## WORK INSTRUCTIONS:
Copy the listing below in full, exactly.

## INPUT MATERIAL:
----

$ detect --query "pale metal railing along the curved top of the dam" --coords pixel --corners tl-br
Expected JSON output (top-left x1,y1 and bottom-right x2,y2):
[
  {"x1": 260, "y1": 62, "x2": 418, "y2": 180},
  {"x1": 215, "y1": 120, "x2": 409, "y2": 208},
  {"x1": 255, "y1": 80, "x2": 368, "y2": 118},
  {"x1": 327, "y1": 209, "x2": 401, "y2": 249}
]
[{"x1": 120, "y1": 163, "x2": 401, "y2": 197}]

----

## OUTPUT OF THE EXERCISE:
$ detect --query "pale metal railing along the curved top of the dam" --coords pixel --corners tl-br
Expected JSON output (top-left x1,y1 and bottom-right x2,y2):
[
  {"x1": 260, "y1": 62, "x2": 418, "y2": 180},
  {"x1": 215, "y1": 120, "x2": 409, "y2": 208},
  {"x1": 255, "y1": 80, "x2": 368, "y2": 118},
  {"x1": 327, "y1": 209, "x2": 401, "y2": 249}
]
[{"x1": 120, "y1": 163, "x2": 401, "y2": 197}]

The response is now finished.